**Consigne**
Traduisez en anglais cette phrase de l'extrait consacré au livre Godard Machines : « Motif ou dynamique, la machine s’affirme comme l’une des principales préoccupations du travail de Godard. »

Godard Machines – livre

Profuse dans ses pratiques et ses approches du cinéma, l’œuvre de Jean-Luc Godard est toute aussi féconde dans les commentaires (articles, essais…) qui cherchent à en décrypter les enjeux. La première réussite de cet ouvrage dirigé par Antoine de Baecque, historien et critique de cinéma, et Gilles Mouëllic, professeur en études cinématographiques et musique à l’Université Rennes 2, est donc de parvenir à apporter un nouveau, ou plutôt un autre, regard sur la filmographie godardienne. La machine qui constitue la problématique principale de l’étude se présente comme un outil apte à développer cette approche de biais. Motif ou dynamique, la machine s’affirme comme l’une des principales préoccupations du travail de Godard. Il y a bien sûr d’abord la machinerie cinématographique, celle qui rassemble l’ensemble des procédés de la création filmique : la caméra, la table de montage, les appareils de prises de son, ou les mécanismes de post-synchronisation. Certaines contributions cherchent ainsi à mettre en valeur l’attention aigüe portée par le cinéaste à ces différents éléments techniques. Les mentions des caméras et de leurs spécificités prouvent que Godard envisageait le cinéma comme un art de l’image, soit une discipline portée par un héritage et appelée à muter à travers l’adoption de nouveaux supports de création (la bande magnétique des caméras vidéo, puis le numérique et la 3D). Loin de se limiter au seul confort apporté par ces nouvelles technologies, le réalisateur cherche à en interroger les fondements, à vérifier leur originalité en les inscrivant dans un travail de déconstruction qui depuis À bout de souffle fait le prix de son cinéma.

**Section des données**
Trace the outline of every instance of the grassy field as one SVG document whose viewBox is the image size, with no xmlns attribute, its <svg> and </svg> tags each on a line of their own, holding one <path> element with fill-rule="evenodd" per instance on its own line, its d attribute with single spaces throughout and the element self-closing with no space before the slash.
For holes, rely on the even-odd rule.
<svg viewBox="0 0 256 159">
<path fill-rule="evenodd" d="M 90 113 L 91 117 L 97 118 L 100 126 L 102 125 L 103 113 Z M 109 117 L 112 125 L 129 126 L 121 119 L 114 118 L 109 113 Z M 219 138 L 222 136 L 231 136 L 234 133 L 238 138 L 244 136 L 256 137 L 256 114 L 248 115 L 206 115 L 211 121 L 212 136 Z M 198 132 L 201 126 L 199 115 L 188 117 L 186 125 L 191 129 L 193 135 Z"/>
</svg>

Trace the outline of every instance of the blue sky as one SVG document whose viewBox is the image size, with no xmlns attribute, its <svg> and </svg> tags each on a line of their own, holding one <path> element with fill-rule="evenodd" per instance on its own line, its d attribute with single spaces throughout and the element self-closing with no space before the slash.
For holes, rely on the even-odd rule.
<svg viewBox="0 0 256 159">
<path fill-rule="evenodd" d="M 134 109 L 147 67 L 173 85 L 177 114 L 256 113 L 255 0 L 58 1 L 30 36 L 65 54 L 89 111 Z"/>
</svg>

**Résultat obtenu**
Whether as motif or as dynamic, the machine stands out as one of the main concerns of Godard's work.